• [TEXT SEGMENT]
— Begin —

- Maharajganj/𑂧𑂯𑂰𑂩𑂰𑂔𑂏𑂁𑂔 Location in Bihar, India
- Coordinates: 26°06′27″N 84°30′09″E﻿ / ﻿26.1075°N 84.5025°E
- Country: India
- State: Bihar
- District: Siwan
- Subdivision: Maharajganj
- Block: Maharajganj

Government
- • Type: City council (Nagar Panchayat)
- • Body: Maharajganj city

Area
- • Total: 7.60 km^{2} (2.93 sq mi)
- Elevation: 66 m (217 ft)

Population (2001)
- • Total: 24,282
- • Density: 3,200/km^{2} (8,280/sq mi)

Languages
- • Official: Bhojpuri/𑂦𑂷𑂔𑂣𑂳𑂩𑂲, Hindi And ENGLISH
- Time zone: UTC+5:30 (IST)
- PIN: 841238
- Lok Sabha constituency: Maharajganj
- Vidhan Sabha constituency: Maharajganj

= Maharajganj, Siwan =

Maharajganj City Council (Maharajganj Nagar Panchayat) is a Nagar Panchayat (City council) located in Siwan district of the Indian state of Bihar.

==Demographics==

As of 2011 India census, Maharajganj was provisionally reported to have a population of 24,282 of which 12,471 are males while 11,811 are females as per report released by Census India 2011. Population of Children with age of 0-6 is 3642 which is 15.00% of total population of Maharajganj (NP). In Maharajganj Nagar Panchayat, Female Sex Ratio is of 947 against state average of 918. The Child Sex Ratio in Maharajganj is around 972 compared to Bihar state average of 935. Literacy rate of Maharajganj city is 73.55% higher than state average of 61.80%. In Maharajganj, male literacy is around 81.65% while female literacy rate is 64.96%.

— End —

• [DATA LINES]

— Begin —

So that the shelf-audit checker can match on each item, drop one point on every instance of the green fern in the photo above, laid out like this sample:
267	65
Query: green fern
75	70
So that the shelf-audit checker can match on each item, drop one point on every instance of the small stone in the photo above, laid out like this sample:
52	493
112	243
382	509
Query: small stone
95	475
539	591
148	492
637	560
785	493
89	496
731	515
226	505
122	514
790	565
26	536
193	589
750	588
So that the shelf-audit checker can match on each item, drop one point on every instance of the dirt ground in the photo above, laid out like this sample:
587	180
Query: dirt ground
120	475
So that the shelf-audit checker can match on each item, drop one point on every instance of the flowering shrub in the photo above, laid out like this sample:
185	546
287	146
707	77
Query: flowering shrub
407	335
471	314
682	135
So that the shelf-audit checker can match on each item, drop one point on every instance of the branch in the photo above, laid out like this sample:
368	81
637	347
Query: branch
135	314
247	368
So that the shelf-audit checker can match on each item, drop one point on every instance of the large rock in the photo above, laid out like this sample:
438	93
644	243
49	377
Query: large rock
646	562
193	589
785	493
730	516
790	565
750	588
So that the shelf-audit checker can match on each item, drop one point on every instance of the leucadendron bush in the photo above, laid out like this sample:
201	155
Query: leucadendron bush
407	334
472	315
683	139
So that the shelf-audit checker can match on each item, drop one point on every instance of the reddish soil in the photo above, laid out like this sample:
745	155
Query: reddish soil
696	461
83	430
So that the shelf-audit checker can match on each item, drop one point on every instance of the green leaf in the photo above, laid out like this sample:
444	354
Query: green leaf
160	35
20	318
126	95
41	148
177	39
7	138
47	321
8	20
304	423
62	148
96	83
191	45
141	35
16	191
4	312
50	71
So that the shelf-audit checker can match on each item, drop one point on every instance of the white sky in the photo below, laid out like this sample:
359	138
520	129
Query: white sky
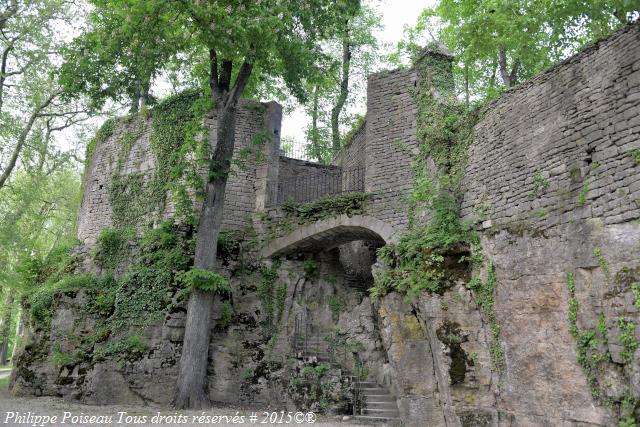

— End —

• [JOBS]
1. In the text about Maharajganj, what is the literacy rate of Maharajganj city?
2. Retype the part of the text about Maharajganj starting at "Maharajganj City Council" and ending at "rate is 64.96%.".

• [SOLUTIONS FOR EACH TASK]
1. 73.55%

2.
Maharajganj City Council (Maharajganj Nagar Panchayat) is a Nagar Panchayat (City council) located in Siwan district of the Indian state of Bihar.

==Demographics==

As of 2011 India census, Maharajganj was provisionally reported to have a population of 24,282 of which 12,471 are males while 11,811 are females as per report released by Census India 2011. Population of Children with age of 0-6 is 3642 which is 15.00% of total population of Maharajganj (NP). In Maharajganj Nagar Panchayat, Female Sex Ratio is of 947 against state average of 918. The Child Sex Ratio in Maharajganj is around 972 compared to Bihar state average of 935. Literacy rate of Maharajganj city is 73.55% higher than state average of 61.80%. In Maharajganj, male literacy is around 81.65% while female literacy rate is 64.96%.